* Work order A *
In the eye safety article, name the three tasks during which you should protect your eyes, according to the sentence that begins "If you don't already".
* Work order B *
Please retype the eye safety article, everything from "For ideal protection, choose" down to "only about 71%.", with no changes.
* Work order C *
Write what comes next in the eye safety article, starting after its final sentence.

Eye protection won’t keep 100% of water out, says Higa. So you still need to remove your contacts. But the goggles will stave off an eye injury. Higa also notes that you should always wear goggles during yardwork or home projects involving power tools. If you don’t already, you should protect your eyes anytime you’re mowing, trimming trees, or cutting two-by-fours.
3. UV 400 sunglasses
You might already wear sunglasses for eye comfort. But you should know that they’re a safety aid, too. Sun exposure boosts your risk of cataracts and macular degeneration, two of the leading causes of vision impairment in the United States, according to the National Eye Institute. It also plays a role in certain cancers in and around your eyes.
For ideal protection, choose sunglasses that block 100% of the sun’s ultraviolet (UV) rays and are big enough to shade the delicate skin around your eyes, says Higa. They don’t have to be expensive to work properly. Just look for lenses labeled “UV 400” or “100% UV protection.” And if you have sensitive eyes, consider polarized lenses. They cost a little more, but they reduce your risk of falling by decreasing the glare reflecting off surfaces like water and wet pool decks.
Once you’ve picked out the right shades, Higa recommends that you wear them even on cloudy days and in your car. While your vehicle’s front windshield blocks more than 90% of the sun’s UV rays, the side windows filter out only about 71%.
4. SPF eye cream or sunscreen stick
We’ve established that your eyes are sensitive organs, but so is the skin around them. The soft tissue that forms your eyelids and the surrounding area accounts for one in five basal cell carcinomas of the head and neck. This is the single most common area for skin cancer, and direct sunlight raises your risk.
Sunscreen sounds like an obvious solution, but here’s the problem: Among those who regularly apply protection, one in seven skip the area around their eyes, according to a recent study from the University of Liverpool. And the problem is worse when people use products sold as SPF moisturizers. Unlike sunscreen, moisturizers are designed to absorb into the skin, rather than form a barrier on top. When using these products, more than 20% of people fail to target the area around the eyes.

* Source information *

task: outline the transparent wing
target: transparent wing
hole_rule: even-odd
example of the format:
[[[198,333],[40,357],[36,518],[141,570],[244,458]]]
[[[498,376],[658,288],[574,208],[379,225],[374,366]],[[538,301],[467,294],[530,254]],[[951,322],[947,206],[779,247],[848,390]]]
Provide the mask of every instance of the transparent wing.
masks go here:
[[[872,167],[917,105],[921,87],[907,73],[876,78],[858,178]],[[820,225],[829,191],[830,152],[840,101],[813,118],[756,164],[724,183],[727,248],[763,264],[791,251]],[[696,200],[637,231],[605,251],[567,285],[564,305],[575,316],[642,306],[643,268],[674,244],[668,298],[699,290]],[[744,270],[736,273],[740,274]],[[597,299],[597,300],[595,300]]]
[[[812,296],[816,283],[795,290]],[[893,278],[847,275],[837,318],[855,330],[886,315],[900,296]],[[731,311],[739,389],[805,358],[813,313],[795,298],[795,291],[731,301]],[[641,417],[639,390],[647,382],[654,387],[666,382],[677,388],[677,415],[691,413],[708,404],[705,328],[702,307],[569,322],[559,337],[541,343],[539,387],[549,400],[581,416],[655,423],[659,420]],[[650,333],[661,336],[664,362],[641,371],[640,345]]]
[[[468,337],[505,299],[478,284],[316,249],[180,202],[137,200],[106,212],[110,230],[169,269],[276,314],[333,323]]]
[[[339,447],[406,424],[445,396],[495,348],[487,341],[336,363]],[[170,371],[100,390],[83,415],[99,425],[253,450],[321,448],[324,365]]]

* Answer A *
Mowing, trimming trees, and cutting two-by-fours.

* Answer B *
For ideal protection, choose sunglasses that block 100% of the sun’s ultraviolet (UV) rays and are big enough to shade the delicate skin around your eyes, says Higa. They don’t have to be expensive to work properly. Just look for lenses labeled “UV 400” or “100% UV protection.” And if you have sensitive eyes, consider polarized lenses. They cost a little more, but they reduce your risk of falling by decreasing the glare reflecting off surfaces like water and wet pool decks.
Once you’ve picked out the right shades, Higa recommends that you wear them even on cloudy days and in your car. While your vehicle’s front windshield blocks more than 90% of the sun’s UV rays, the side windows filter out only about 71%.

* Answer C *
The Skin Cancer Foundation recommends using a sunscreen stick or a specially formulated SPF eye cream. These products are less likely to run when wet, so they protect your body’s most sensitive skin without dripping into your eyes.
5. Wide-brimmed hat
Sorry, baseball fans. The sun’s coming at you from all angles, not just head-on. And your beloved caps don’t give you enough side protection, says Higa.
If you’re spending a prolonged period in the sun, look for a hat with a brim that wraps all the way around. Think safari hats, floppy straw hats, even cowboy hats—anything that keeps shade on your face at all times. By blocking light before it reaches your eyes, this effectively amplifies the protective power of both your sunglasses and your sunscreen.
6. Backup corrective vision
If you’re traveling anywhere this summer, you’ll want extra pairs of whatever you use to see clearly. That means both glasses and contact lenses. Why? Because of Murphy’s law: Anything that can go wrong, will go wrong. In other words, if you don’t pack backups, you’ll almost certainly lose the glasses and lenses you do have.
Higa, who typically wears contacts, travels with glasses just in case his eyes get irritated or infected. And when packing for a vacation, he includes more contacts than he thinks he’ll need. “I wear daily lenses, so I add a couple of extras in case I need to throw one out or one gets lost, he says. “If you wear monthly or biweekly lenses, bring a backup pair, just in case.”
Finally, he recommends carrying a copy of your prescription with you anytime you’re away from home for long. “That way if something happens to your glasses, you can have a new pair made quickly,” he says.